--- What you will do ---
Reproduce the material below in full, replacing each occurrence of "round 2" with "round 3" and leaving all other text unchanged.

--- Information given ---

....

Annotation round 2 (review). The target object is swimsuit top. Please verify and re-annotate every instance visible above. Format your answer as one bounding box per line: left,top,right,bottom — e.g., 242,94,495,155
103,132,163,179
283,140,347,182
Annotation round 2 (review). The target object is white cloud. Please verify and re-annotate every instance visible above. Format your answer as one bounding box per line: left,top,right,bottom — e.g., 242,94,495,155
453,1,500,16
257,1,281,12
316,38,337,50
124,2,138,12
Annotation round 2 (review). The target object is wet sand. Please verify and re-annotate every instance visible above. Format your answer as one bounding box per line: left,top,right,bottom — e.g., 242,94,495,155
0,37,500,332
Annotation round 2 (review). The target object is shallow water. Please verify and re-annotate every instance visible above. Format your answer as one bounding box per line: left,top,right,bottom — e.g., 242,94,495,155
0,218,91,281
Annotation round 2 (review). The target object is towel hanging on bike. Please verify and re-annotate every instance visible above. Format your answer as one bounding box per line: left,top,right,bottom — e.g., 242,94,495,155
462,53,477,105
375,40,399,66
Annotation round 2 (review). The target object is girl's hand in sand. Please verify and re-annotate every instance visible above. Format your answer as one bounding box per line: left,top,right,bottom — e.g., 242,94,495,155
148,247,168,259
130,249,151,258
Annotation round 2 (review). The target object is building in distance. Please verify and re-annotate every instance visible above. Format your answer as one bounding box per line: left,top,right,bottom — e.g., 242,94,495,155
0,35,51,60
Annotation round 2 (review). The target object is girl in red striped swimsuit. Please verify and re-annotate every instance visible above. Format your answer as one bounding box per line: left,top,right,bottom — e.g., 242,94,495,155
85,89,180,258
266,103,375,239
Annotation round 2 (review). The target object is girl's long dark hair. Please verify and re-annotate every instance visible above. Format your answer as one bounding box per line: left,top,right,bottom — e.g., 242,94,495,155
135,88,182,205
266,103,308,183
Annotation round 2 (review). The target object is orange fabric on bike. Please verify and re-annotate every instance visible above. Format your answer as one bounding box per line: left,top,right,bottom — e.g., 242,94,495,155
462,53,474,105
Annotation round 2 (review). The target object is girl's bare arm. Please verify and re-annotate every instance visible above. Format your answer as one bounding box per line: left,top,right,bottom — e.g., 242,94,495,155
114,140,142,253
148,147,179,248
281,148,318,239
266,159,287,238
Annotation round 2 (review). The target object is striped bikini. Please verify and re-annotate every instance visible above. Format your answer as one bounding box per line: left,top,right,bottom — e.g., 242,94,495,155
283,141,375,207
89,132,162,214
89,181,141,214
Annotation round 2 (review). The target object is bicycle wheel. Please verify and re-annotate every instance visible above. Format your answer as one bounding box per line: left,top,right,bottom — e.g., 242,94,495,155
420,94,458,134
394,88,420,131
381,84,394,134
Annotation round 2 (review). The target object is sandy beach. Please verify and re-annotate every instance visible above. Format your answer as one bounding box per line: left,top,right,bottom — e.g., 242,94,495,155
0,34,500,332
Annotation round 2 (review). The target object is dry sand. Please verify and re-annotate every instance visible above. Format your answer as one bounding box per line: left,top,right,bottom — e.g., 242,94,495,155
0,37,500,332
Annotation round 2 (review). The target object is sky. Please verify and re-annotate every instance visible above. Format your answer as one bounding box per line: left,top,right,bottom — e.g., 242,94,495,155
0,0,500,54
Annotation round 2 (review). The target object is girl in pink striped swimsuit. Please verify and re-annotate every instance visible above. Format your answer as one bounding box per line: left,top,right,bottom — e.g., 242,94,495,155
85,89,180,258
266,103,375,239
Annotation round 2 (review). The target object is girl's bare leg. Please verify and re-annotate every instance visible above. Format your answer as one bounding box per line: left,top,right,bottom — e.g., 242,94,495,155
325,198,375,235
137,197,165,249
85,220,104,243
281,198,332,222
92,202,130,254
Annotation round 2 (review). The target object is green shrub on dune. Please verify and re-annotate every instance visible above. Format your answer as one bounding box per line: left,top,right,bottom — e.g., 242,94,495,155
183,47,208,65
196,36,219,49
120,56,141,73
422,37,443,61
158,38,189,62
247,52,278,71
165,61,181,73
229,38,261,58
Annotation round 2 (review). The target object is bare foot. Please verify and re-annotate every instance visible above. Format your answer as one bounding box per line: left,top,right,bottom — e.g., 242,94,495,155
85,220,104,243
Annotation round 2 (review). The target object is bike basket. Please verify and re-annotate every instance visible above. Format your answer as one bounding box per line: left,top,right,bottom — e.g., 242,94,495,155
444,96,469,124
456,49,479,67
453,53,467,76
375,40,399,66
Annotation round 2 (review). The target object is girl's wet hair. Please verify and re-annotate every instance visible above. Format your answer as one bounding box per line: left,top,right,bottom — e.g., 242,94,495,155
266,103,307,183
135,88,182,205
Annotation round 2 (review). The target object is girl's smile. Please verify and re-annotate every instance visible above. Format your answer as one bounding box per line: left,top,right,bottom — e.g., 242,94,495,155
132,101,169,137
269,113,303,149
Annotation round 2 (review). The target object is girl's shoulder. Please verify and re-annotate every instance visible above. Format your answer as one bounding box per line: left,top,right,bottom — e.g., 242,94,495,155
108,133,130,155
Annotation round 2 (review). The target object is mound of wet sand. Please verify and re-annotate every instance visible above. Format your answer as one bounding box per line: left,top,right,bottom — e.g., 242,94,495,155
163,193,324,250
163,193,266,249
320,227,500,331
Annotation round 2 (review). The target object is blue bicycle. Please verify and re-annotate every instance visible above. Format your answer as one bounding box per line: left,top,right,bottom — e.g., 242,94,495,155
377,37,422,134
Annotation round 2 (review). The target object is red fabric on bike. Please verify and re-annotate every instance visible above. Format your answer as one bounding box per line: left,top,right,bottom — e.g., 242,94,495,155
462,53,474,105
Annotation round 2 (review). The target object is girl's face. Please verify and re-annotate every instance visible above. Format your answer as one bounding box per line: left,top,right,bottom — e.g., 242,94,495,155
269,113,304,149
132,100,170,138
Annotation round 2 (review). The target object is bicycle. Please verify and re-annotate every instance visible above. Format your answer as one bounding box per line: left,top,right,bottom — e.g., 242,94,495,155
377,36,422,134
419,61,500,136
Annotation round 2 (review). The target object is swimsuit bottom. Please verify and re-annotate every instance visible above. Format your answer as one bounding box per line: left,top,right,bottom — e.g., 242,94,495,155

....

--- Worked answer ---
Annotation round 3 (review). The target object is swimsuit top. Please verify and re-annotate every instance visible above. Format your answer as one bounding box per line: left,top,right,bottom — e.g., 242,94,495,155
103,132,163,179
283,140,347,182
Annotation round 3 (review). The target object is white cloud. Please verify and re-annotate every instance visible above. Format your answer as one bounding box per line: left,top,right,bottom — e.g., 242,94,495,155
453,1,500,16
257,1,281,12
316,38,337,50
124,2,138,12
Annotation round 3 (review). The target object is wet sand. Please verify and re-annotate every instance visible above. Format your answer as one bounding box per line: left,top,right,bottom — e.g., 242,94,495,155
0,37,500,332
Annotation round 3 (review). The target object is shallow water. Please verify and re-annotate every instance visible above. Format your answer as one bounding box per line: left,top,right,bottom — e.g., 242,94,495,155
0,218,91,281
Annotation round 3 (review). The target object is towel hanging on bike. Please verify and re-annotate every instance visible above. Format your answer as one bounding box per line: left,top,right,bottom — e.g., 242,94,495,155
462,53,477,105
375,40,399,66
Annotation round 3 (review). The target object is girl's hand in sand. Please verify and re-annotate every instance visible above. Format your answer as one bounding box per line: left,top,right,bottom — e.g., 242,94,495,155
148,247,168,259
130,249,151,258
Annotation round 3 (review). The target object is building in distance. Please verify and re-annotate every instance visible above. Format your answer as one bounding box per line: left,top,right,bottom — e.g., 242,94,495,155
0,35,51,60
Annotation round 3 (review). The target object is girl in red striped swimsuit. Please verify and re-annotate every instance visible above. Format your answer as one bounding box per line: left,top,right,bottom — e.g., 242,94,495,155
85,89,180,258
266,103,375,239
Annotation round 3 (review). The target object is girl's long dark hair. Please verify and re-annotate every instance visible above. Format your answer as one bounding box per line: left,top,right,bottom — e.g., 242,94,495,155
135,88,182,205
266,103,308,183
Annotation round 3 (review). The target object is orange fabric on bike. Please verify and re-annotate every instance visible above. Format your answer as one bounding box per line: left,top,right,bottom — e.g., 242,94,495,155
462,53,474,105
Annotation round 3 (review). The target object is girl's bare arm. Please verify and re-annotate every instance visible above. Format your answer as one bounding box per line: left,top,right,bottom — e.g., 242,94,495,155
114,140,142,253
148,147,179,248
281,148,318,239
266,159,287,238
Annotation round 3 (review). The target object is striped bikini. Please verify and re-annotate every instance visible above. Format your answer as one bounding box per line: left,top,right,bottom — e.g., 242,94,495,155
283,141,375,207
89,132,162,214
89,181,141,214
Annotation round 3 (review). The target object is bicycle wheel. Please verify and re-annotate every instance visible above. Format your answer as one bounding box per line: left,top,right,bottom — e.g., 242,94,495,155
420,94,458,134
394,88,420,131
381,84,394,134
Annotation round 3 (review). The target object is sandy beach. Please verify and re-annotate every instance visible above. Format your answer as one bounding box per line: left,top,right,bottom — e.g., 242,94,495,155
0,34,500,332
Annotation round 3 (review). The target object is dry sand. Please verify and re-annotate every instance visible above. Format your answer as one bounding box per line: left,top,right,bottom — e.g., 242,94,495,155
0,37,500,332
Annotation round 3 (review). The target object is sky. Please verify and re-annotate every instance visible above. Format your answer as one bounding box per line: left,top,right,bottom — e.g., 242,94,495,155
0,0,500,54
Annotation round 3 (review). The target object is girl in pink striped swimsuit. Please verify and re-annotate every instance visible above. Format your answer as one bounding box per line: left,top,right,bottom — e.g., 242,94,495,155
85,89,180,258
266,103,375,239
Annotation round 3 (review). The target object is girl's bare leg. Please verify and re-annotate every instance visible above. Format your answer as one bounding box per line: left,top,right,bottom — e.g., 242,94,495,155
325,198,375,235
137,197,165,249
85,220,104,243
281,198,332,222
92,202,130,254
Annotation round 3 (review). The target object is green shrub on dune. Please verify and re-annotate every instance visible above. Format your answer as one bounding box per line: left,top,right,bottom — e.g., 242,94,495,155
183,47,208,65
196,36,219,49
120,56,141,73
422,37,443,61
158,38,189,62
247,52,278,71
165,61,181,73
229,38,261,58
Annotation round 3 (review). The target object is bare foot. Please verify and re-annotate every instance visible above. Format your answer as one bounding box per line: left,top,right,bottom — e.g., 242,94,495,155
85,220,104,243
Annotation round 3 (review). The target object is bike basket. Please verify and re-annotate every instance visible above. Format your answer as one bounding box per line: left,top,right,bottom — e.g., 242,94,495,155
444,96,469,124
456,49,479,67
453,53,467,76
375,40,399,66
Annotation round 3 (review). The target object is girl's wet hair. Please verify and re-annotate every instance visible above. Format your answer as one bounding box per line: left,top,right,bottom — e.g., 242,94,495,155
266,103,307,183
135,88,182,205
Annotation round 3 (review). The target object is girl's smile. Please verify and re-annotate every instance visible above. Format your answer as one bounding box per line: left,top,right,bottom — e.g., 242,94,495,155
132,101,169,137
269,113,303,149
Annotation round 3 (review). The target object is girl's shoulder. Please verify and re-annotate every instance visible above. Format your answer as one bounding box per line: left,top,right,bottom — e.g., 242,94,495,155
108,133,130,155
Annotation round 3 (review). The target object is mound of wet sand. Please verify and re-annotate every instance visible above. Format your answer as one bounding box per line: left,top,right,bottom — e.g., 242,94,495,155
163,193,324,250
163,193,266,249
320,227,500,331
Annotation round 3 (review). The target object is blue bicycle. Please verify and re-annotate every instance visible above. Format your answer as one bounding box per line: left,top,right,bottom — e.g., 242,94,495,155
377,37,422,134
Annotation round 3 (review). The target object is red fabric on bike. Please verify and re-annotate every instance visible above. Format your answer as one bounding box per line: left,top,right,bottom — e.g., 242,94,495,155
462,53,474,105
Annotation round 3 (review). The target object is girl's face. Please verify and re-annotate every instance visible above. Format your answer as one bounding box per line: left,top,right,bottom — e.g., 242,94,495,155
269,113,304,149
132,100,170,138
Annotation round 3 (review). The target object is bicycle. Please verify and re-annotate every instance visible above. Format your answer as one bounding box per line: left,top,right,bottom — e.g., 242,94,495,155
377,36,422,134
419,61,500,136
Annotation round 3 (review). The target object is swimsuit bottom. Please verify and re-annotate every instance visible above. Format your answer as one bounding box per line: left,top,right,bottom — e.g., 242,94,495,155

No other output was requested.